DOCUMENT TEXT -

And he said he plans to return to baseball once he returns to full strength in the coming months.
The A's say Dr. Peter Weber, the neurologist who performed the surgery at California Pacific Medical Center in San Francisco, and team physician Dr. Allan Pont agreed "McCarthy had made an excellent recovery and could be safely released from the hospital."
The 29-year-old McCarthy underwent two hours of surgery late Wednesday after a ball hit by the Angels' Erick Aybar struck the right side of his head. He experienced an epidural hemorrhage, brain contusion and skull fracture on the play.
McCarthy expressed deep appreciation to everyone involved in his care, from the moment of the accident to the ambulance ride and doctors and nurses who checked on him around the clock at the hospital.
"From the bottom of our hearts, (my wife) Amanda and I want to thank everyone who was involved in responding to and treating my injury," McCarthy said in a statement released by the A's. "We could not have been in better hands."

Localization data: one point per instance -

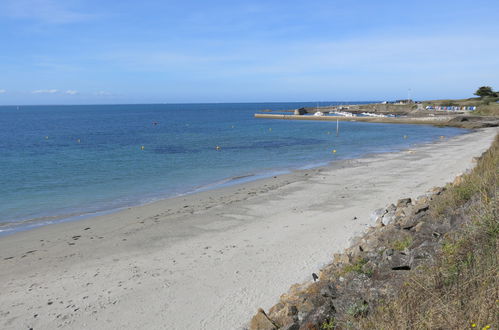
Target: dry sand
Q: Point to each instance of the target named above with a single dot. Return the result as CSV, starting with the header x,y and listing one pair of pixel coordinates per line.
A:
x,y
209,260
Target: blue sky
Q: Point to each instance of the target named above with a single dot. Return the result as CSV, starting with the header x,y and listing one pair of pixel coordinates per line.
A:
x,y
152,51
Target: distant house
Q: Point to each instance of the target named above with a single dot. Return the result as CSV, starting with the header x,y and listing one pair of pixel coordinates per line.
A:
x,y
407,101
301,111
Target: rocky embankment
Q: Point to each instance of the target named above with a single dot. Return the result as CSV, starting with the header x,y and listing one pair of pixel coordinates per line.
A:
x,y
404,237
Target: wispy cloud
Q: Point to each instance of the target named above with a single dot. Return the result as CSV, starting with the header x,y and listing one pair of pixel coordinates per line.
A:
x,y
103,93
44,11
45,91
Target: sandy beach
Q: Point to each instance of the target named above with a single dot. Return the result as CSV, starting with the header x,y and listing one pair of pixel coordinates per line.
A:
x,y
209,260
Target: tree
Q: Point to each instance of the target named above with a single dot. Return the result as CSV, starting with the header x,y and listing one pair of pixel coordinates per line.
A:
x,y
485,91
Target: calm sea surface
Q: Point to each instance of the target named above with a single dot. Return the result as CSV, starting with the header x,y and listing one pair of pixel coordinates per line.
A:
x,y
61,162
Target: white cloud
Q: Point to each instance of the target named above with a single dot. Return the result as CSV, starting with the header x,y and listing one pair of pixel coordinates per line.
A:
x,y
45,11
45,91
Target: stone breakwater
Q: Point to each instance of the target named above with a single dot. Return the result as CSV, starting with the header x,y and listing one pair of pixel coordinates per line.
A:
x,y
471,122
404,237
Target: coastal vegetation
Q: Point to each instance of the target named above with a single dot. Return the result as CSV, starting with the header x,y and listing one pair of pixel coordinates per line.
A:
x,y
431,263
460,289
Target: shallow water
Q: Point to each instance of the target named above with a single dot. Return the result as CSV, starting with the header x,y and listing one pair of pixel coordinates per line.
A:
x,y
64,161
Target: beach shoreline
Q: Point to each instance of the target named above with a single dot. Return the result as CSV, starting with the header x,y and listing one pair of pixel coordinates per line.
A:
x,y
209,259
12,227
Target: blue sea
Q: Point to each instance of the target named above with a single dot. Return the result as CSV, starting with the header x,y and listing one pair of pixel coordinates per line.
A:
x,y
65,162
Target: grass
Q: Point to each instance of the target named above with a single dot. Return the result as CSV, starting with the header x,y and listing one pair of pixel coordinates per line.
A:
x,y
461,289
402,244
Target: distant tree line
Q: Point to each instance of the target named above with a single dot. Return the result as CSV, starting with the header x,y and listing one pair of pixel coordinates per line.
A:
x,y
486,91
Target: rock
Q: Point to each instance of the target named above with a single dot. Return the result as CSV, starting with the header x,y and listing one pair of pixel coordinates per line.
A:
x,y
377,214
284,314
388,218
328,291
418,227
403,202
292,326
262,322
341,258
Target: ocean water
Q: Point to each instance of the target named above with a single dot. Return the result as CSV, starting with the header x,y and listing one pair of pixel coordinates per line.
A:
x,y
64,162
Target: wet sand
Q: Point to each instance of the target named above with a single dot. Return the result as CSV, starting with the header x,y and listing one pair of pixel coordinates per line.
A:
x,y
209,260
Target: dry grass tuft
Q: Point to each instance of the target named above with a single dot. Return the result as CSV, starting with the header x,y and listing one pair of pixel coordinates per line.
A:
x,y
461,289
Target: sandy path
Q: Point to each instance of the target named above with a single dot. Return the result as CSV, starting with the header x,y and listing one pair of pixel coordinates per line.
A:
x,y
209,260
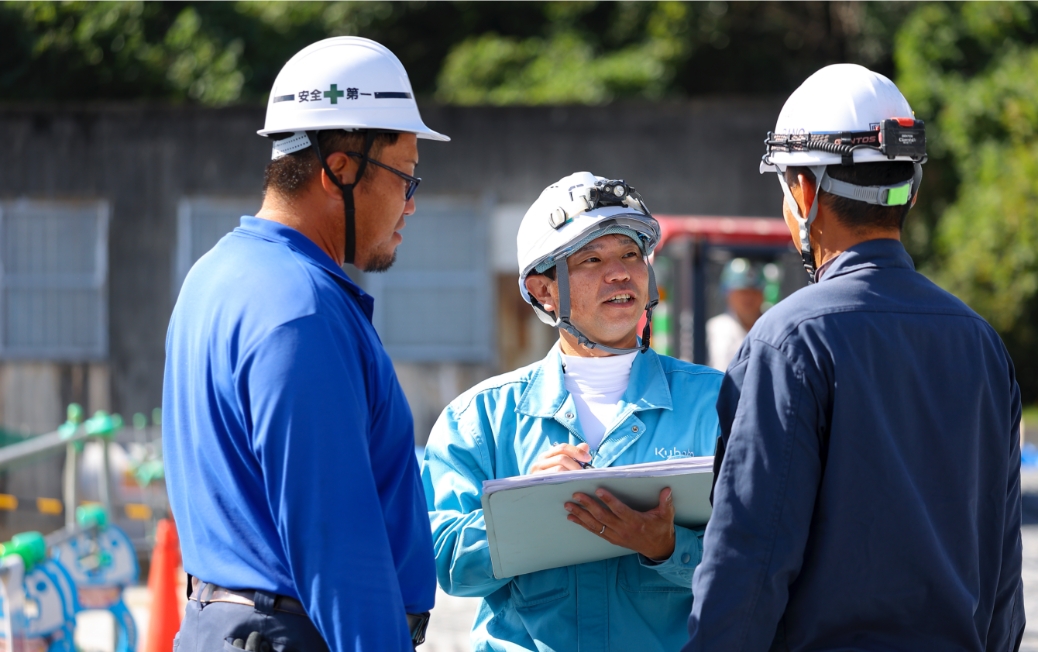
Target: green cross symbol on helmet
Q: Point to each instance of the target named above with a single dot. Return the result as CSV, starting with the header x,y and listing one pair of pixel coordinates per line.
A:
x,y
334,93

PROBLEM SET -
1 – From the article on McCarthy's recovery, extract the passage between "And he said" and "at the hospital.", inclusive.
2 – Render this sentence from the article on McCarthy's recovery into Spanish: "McCarthy expressed deep appreciation to everyone involved in his care, from the moment of the accident to the ambulance ride and doctors and nurses who checked on him around the clock at the hospital."
These records were drawn from a separate source.

SOLUTIONS TO EACH TASK -
1 –
And he said he plans to return to baseball once he returns to full strength in the coming months.
The A's say Dr. Peter Weber, the neurologist who performed the surgery at California Pacific Medical Center in San Francisco, and team physician Dr. Allan Pont agreed "McCarthy had made an excellent recovery and could be safely released from the hospital."
The 29-year-old McCarthy underwent two hours of surgery late Wednesday after a ball hit by the Angels' Erick Aybar struck the right side of his head. He experienced an epidural hemorrhage, brain contusion and skull fracture on the play.
McCarthy expressed deep appreciation to everyone involved in his care, from the moment of the accident to the ambulance ride and doctors and nurses who checked on him around the clock at the hospital.

2 – McCarthy expresó un profundo agradecimiento a todos los que participaron en su atención, desde el momento del accidente hasta el traslado en ambulancia y los médicos y enfermeros que estuvieron pendientes de él día y noche en el hospital.